§ **YOUR TASK**: What is needed is a faithful copy of all the records.

(Referring expression pointing data)

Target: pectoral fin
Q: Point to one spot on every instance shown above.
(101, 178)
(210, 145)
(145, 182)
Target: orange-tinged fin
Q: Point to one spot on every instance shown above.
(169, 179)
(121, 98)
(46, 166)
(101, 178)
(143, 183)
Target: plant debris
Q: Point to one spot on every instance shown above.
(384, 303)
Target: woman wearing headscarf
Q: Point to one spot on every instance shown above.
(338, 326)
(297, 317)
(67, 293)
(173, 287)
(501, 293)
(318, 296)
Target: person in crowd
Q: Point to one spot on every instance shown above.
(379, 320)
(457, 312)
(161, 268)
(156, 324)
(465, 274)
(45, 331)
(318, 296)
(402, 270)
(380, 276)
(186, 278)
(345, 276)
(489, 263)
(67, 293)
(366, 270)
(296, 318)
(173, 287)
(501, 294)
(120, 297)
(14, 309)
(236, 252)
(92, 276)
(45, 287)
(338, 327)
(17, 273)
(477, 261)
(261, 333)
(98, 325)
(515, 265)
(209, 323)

§ **WRITTEN RESPONSE**:
Target: pectoral fin
Q: Point to one spot on every instance shown above.
(101, 178)
(210, 145)
(145, 182)
Target: orange-tinged fin
Q: Point to one spot on every instance shown above.
(169, 179)
(121, 98)
(46, 166)
(101, 178)
(143, 183)
Target: plant debris
Q: Point to one spot on every instance shown above.
(384, 303)
Target: woman wearing headscarf
Q: Point to one spot on every instance shown above.
(338, 326)
(297, 317)
(67, 293)
(173, 287)
(501, 293)
(318, 296)
Target: person in crowd
Q: Point to one spot on every instance shown above.
(379, 320)
(457, 312)
(161, 268)
(156, 324)
(465, 274)
(45, 331)
(318, 296)
(402, 270)
(380, 276)
(186, 278)
(345, 276)
(489, 263)
(67, 293)
(366, 270)
(296, 318)
(173, 287)
(501, 294)
(120, 297)
(14, 309)
(236, 252)
(92, 276)
(45, 287)
(338, 327)
(17, 273)
(477, 261)
(261, 333)
(98, 325)
(515, 265)
(209, 323)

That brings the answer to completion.